**Texto da página**
MT – Acredito que no comércio funciona mais ou menos como na física em que os espaços vazios tendem a ser ocupados. Acho que pela característica complementar da América Latina, que é tradicionalmente exportadora de commodities agrícolas e minerais, com a economia chinesa, que é exportadora de bens manufaturados e que pode investir na infraestrutura. Acho que China virá para ocupar o espaço. É como se os Estados Unidos estivessem dando para a China as chaves da globalização. E como se dissessem olha, agora toca você, que estou cansado disso. Então, vai haver um distanciamento claro dos Estados Unidos de países por exemplo como México, Colômbia e Chile, se derem com a cara no muro com o mercado americano, vai estreitar os laços com a China.
II – No caso do Brasil também deve haver um fortalecimento das relações comerciais com a China?
MT – No caso do Brasil, que é a maior economia da região, que é um país muito carente de investimentos em infraestrutura. E o segundo lugar onde existe capital em abundância para esse tipo de investimento é na China. Então, acredito que haverá um efeito de substituição, cada vez mais os países da América Latina deverão trocar Washington como bússsola, pela China.
II – Então, a política de Trump terá um efeito positivo para a América Latina?
MT – Não vejo como um efeito positivo. O melhor seria ter todas as opções na mesa. No caso das relações entre Brasil e Estados Unidos é uma lástima observar que as duas maiores democracias do ocidente, as duas maiores economias das Américas tenham um intercâmbio comercial tão pouco expressivo, tão abaixo do potencial.
II – De qualquer maneira, a eleição de Trump deve fortalecer a relação entre os países do BRICs, não é mesmo?
MT – Sim, acho que um dos efeitos colaterais do resultado eleitoral nos EUA é o fortalecimento dos BRICs como aliança. Sem dúvida alguma, os BRICs saem fortalecidos. Para quem achava que os BRICs estavam mortos, pelo contrário, acho que saem fortalecidos com o resultado. Eles se fortalecem como alternativa à política e comércio exterior de países como o Brasil.
II – Além da China, outros países do BRICs como a Índia pode estreitar os laços comerciais com o Brasil?
MT – Claro, que também podemos aproveitar nossa vocação de exportações agrícolas para outros países como a Índia, que é um país em crescimento, é um país gigante que pelo segundo ano consecutivo terá uma taxa de crescimento superior à chinesa. E quando se cresce nessa velocidade a partir de uma base baixa, como é a economia indiana, que é uma economia com renda per capta de três mil dólares, muitos dos esforços da economia vão na direção de aumentar a ingestão de calorias, os investimentos do país em infraestrutura, em construção civil. Tudo isso significa uma grande janela de oportunidades para o Brasil.
II – O que significa a gestão de Trump para os mercados financeiros mundiais? Haverá maior volatilidade?
MT – Sim, deve representar maior volatilidade. Primeiro que não se pode negar a característica pessoal do Trump que é um sujeito instável, mercurial, que se irrita facilmente. Será uma presidência tensa, não apenas em relação ao resto do mundo, mas em relação ao parlamento, com sua própria equipe. Sua gestão na Casa Branca promete ser bastante instável. Depois temos as propostas da campanha de Trump que devem gerar menor lucratividade para as empresas americanas porque a medida que se mexe na cadeia de valor da economia americana para trazer de volta determinadas classes laboriais, isso vai impactar na lucratividade das empresas, o que deve gerar repasses nos preços dos produtos, que pode gerar uma corrida inflacionária.

(Anotações de pontos para fotos)
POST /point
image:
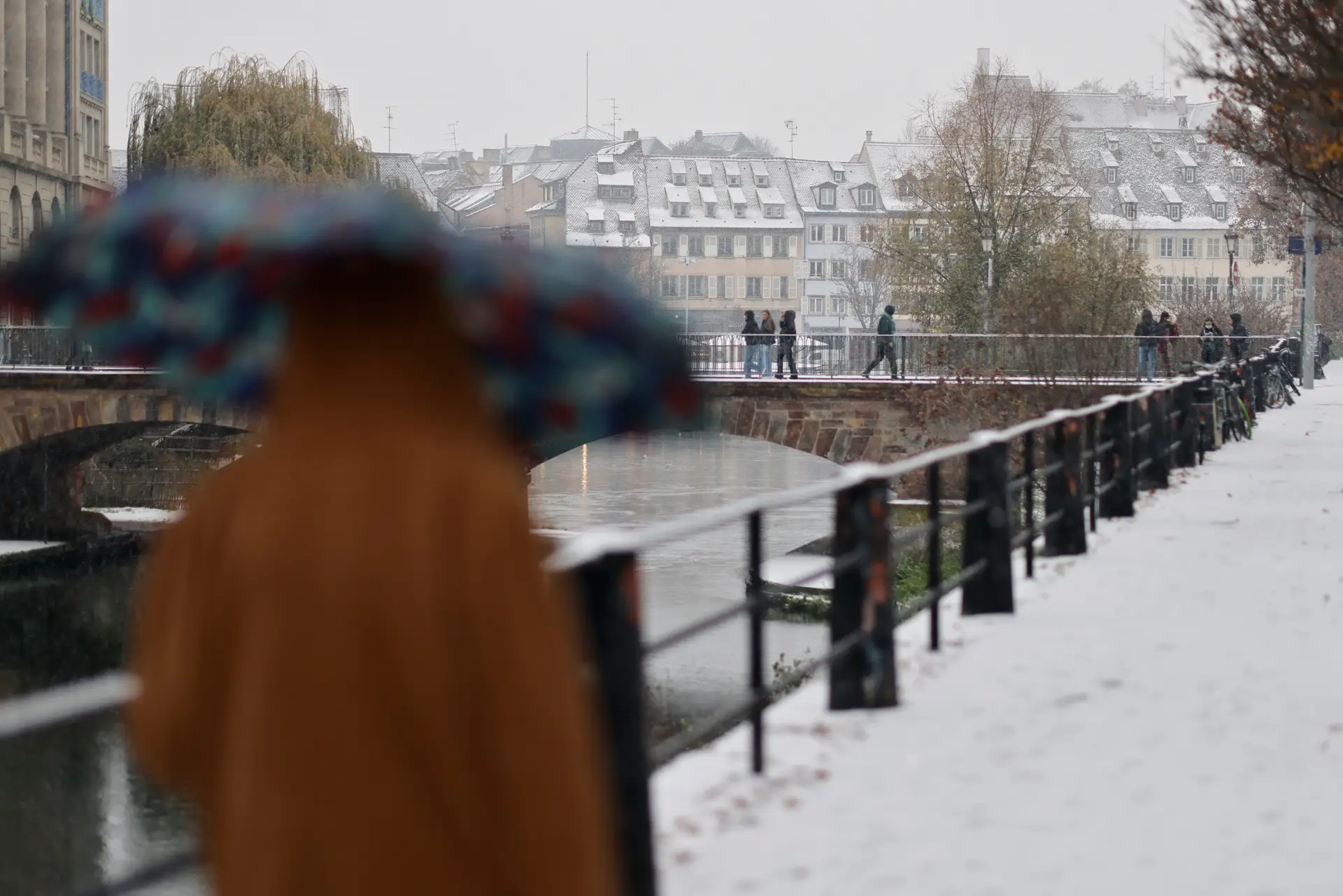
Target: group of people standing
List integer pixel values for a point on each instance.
(762, 336)
(1154, 338)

**Exercícios**
A. Responda às perguntas abaixo com base na entrevista.
(i) Qual é a renda per capita da economia indiana?
(ii) Que país é apresentado como a maior economia da região?
(iii) Quais países são dados como exemplo de um possível distanciamento dos Estados Unidos?
B. Encontre nas entradas todas as linhas que contêm a palavra "point" e copie-as, levando em conta a diferença entre maiúsculas e minúsculas.

**Respostas por tarefa**
A.
(i) Três mil dólares.
(ii) O Brasil.
(iii) México, Colômbia e Chile.

B.
POST /point
List integer pixel values for a point on each instance.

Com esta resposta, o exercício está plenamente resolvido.